Please reproduce the listing word for word. Pictures stay out.

┌────────

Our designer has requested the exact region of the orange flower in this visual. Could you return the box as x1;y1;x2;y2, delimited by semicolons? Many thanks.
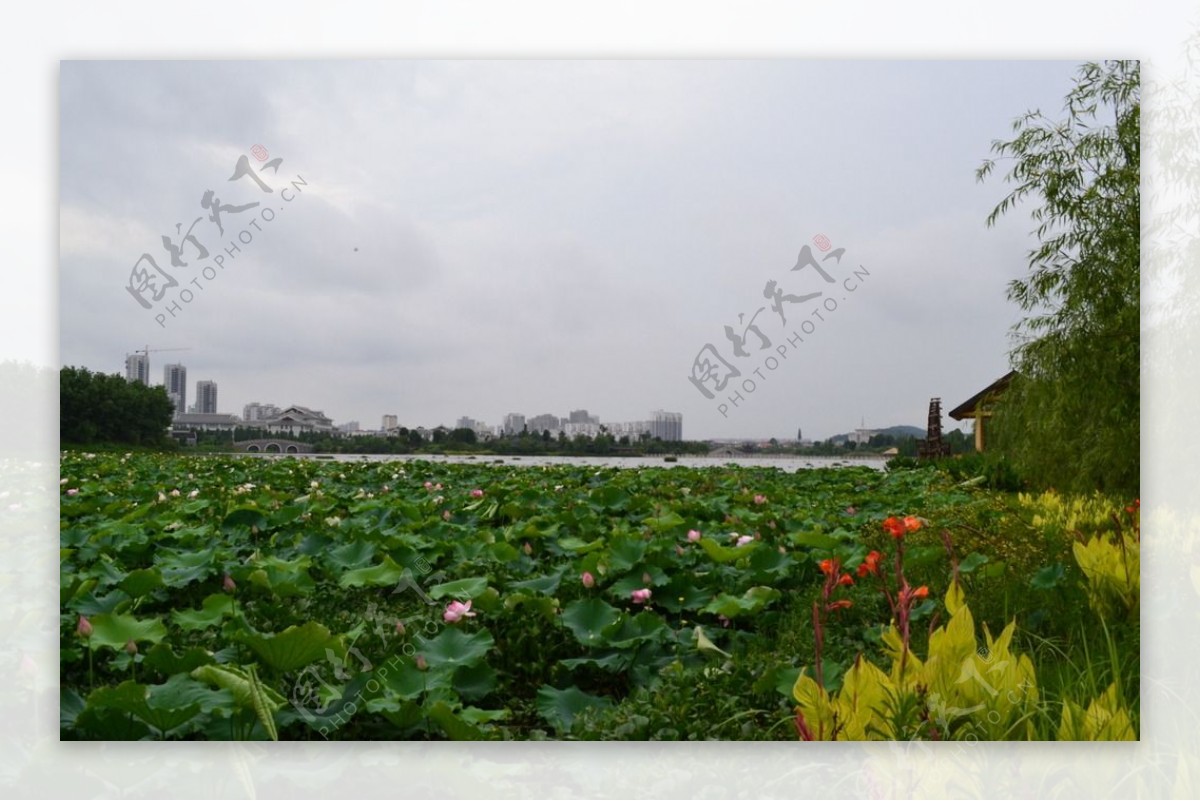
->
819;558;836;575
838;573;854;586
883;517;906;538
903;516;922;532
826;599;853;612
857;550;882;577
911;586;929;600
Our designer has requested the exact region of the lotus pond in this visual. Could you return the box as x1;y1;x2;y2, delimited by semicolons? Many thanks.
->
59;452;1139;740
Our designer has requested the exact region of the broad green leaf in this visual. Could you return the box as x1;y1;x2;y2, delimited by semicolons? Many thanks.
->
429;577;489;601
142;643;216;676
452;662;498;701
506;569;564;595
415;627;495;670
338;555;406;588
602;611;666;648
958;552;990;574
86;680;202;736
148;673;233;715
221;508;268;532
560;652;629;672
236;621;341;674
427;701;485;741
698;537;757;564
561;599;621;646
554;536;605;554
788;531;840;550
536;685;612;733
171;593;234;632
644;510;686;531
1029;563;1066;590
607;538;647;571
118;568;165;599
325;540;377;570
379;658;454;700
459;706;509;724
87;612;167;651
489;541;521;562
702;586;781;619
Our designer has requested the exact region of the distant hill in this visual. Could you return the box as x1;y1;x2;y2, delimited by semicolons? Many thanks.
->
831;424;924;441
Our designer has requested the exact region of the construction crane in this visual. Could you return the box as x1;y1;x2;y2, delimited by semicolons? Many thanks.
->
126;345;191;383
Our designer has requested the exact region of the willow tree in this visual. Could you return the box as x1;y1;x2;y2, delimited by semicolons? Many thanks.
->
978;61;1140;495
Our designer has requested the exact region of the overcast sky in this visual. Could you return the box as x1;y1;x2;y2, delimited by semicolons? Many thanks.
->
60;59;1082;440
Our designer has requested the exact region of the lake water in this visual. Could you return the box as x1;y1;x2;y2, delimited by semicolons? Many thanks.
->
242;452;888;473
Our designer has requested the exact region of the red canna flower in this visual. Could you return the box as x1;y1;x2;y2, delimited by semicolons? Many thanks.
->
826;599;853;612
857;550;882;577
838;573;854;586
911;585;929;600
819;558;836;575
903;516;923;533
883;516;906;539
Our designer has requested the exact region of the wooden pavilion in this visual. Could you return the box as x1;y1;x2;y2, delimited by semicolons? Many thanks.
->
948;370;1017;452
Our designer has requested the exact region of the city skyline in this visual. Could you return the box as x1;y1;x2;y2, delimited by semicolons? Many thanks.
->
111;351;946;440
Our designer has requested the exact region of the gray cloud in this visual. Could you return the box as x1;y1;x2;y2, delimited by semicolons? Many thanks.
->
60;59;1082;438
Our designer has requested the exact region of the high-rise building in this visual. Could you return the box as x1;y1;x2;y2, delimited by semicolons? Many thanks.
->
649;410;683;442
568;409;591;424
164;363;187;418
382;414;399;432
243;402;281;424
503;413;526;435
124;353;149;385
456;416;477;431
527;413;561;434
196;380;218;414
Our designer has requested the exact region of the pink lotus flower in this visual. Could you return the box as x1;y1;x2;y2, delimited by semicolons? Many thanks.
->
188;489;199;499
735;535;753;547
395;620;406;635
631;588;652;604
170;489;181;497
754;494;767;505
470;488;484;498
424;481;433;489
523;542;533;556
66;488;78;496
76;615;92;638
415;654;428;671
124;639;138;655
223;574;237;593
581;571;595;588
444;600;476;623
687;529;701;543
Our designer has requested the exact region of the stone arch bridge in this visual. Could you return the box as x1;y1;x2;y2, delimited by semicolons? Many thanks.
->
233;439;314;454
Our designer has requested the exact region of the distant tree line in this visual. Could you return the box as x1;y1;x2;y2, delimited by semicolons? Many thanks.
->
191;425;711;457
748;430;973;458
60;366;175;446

└────────

## Solution to the problem
Our designer has requested the exact region of the orange flower in this visual. Could you return the box as x1;y1;x2;y2, delimited by semicolons? Many thanks.
->
819;558;836;575
838;573;854;586
883;517;906;538
903;516;922;532
826;599;853;612
857;550;882;577
911;586;929;600
Our designer has requested the exact region of the lotus pond in this visual. Could you return the box as x1;y1;x2;y2, delimited by semicolons? Many thanks.
->
59;452;1139;740
Our designer has requested the exact region of the broad green leaf in this visual. Could you return the box as x1;y1;x2;y2, delimited by semicolons? Many thanks.
->
429;577;489;601
142;643;216;676
452;662;498;701
506;569;564;595
415;627;495;670
338;555;406;588
602;611;666;648
958;552;990;574
86;680;202;736
148;673;233;715
221;508;268;532
560;652;629;672
236;621;341;674
427;701;485;741
698;537;757;564
561;599;621;646
554;536;605;554
788;531;840;550
536;685;612;733
171;593;234;632
644;510;686;531
1029;563;1066;590
607;538;647;571
118;568;165;599
325;540;377;570
379;658;454;700
459;706;509;724
87;612;167;651
489;541;521;562
702;586;781;619
Our designer has requested the exact region of the distant hill in this visual. Could you return the box as x1;y1;x2;y2, delimited by semicolons? Many thanks.
->
831;424;924;441
Our designer has requested the exact region of the construction crane in this visual. Could you return the box as x1;y1;x2;y2, delimited by semicolons? Many thanks.
->
126;345;191;383
Our designer has requested the exact region of the willow tree in this visual. Could you return the box as x1;y1;x2;y2, delimited by semicolons? Many thanks.
->
978;61;1140;495
Our designer has requested the exact region of the overcast sky in this visual. Could you return the box as x1;y1;x2;y2, delimited by semicolons? Many thanks.
->
60;59;1082;440
Our designer has requested the exact region of the lake water in this visual. Could you return the box as x1;y1;x2;y2, delimited by semicolons? Many thanks.
->
242;452;888;473
Our designer has requested the exact region of the red canna flower in this visual. Could you return the box as x1;y1;x2;y2, delimited by semicolons? Many thanks.
->
826;599;853;612
857;550;882;577
838;573;854;586
911;585;929;600
819;558;836;575
903;516;923;533
883;516;906;539
Our designer has requested the exact region of the wooden pavilion in this visual. Could you return the box as x1;y1;x2;y2, delimited by semicolons? Many thanks.
->
948;370;1017;452
Our designer has requested the exact region of the city skyline in this visual. Could you return the box as x1;y1;x2;y2, delimited by semicolons? Many thanks.
->
111;351;946;440
Our designer has requested the exact region of the gray cloud in this visual. Could you return the box as x1;y1;x2;y2, delimited by semicolons? Many thanks.
->
60;59;1082;438
Our designer has requested the exact region of the high-rise building in this visual. Could you return the box as x1;y1;x2;y2, delimited by semicolons? Many thanks.
->
649;410;683;442
568;409;591;424
164;363;187;418
382;414;399;432
243;402;281;424
503;413;526;435
124;353;149;385
456;416;477;431
527;413;561;434
196;380;218;414
Our designer has requested the exact region of the pink lotus flower in this visual. Could you return the box as x1;y1;x2;y2, delimited by semicolons? Many thanks.
->
188;489;199;499
735;535;753;547
395;620;406;635
631;588;652;604
170;489;181;497
754;494;767;505
470;488;484;498
424;481;433;489
523;542;533;556
66;488;78;496
76;615;92;638
415;654;428;671
124;639;138;655
223;574;237;593
581;571;595;588
444;600;476;623
687;529;701;543
Our designer has requested the exact region of the stone arch bridge in this visual. Could you return the box as x1;y1;x2;y2, delimited by semicolons? Many thanks.
->
233;439;314;454
Our designer has requested the exact region of the distant tree line in this visual. Could you return the box as x1;y1;x2;y2, delimited by semicolons? Many thanks.
->
191;425;711;457
748;430;973;458
60;366;175;446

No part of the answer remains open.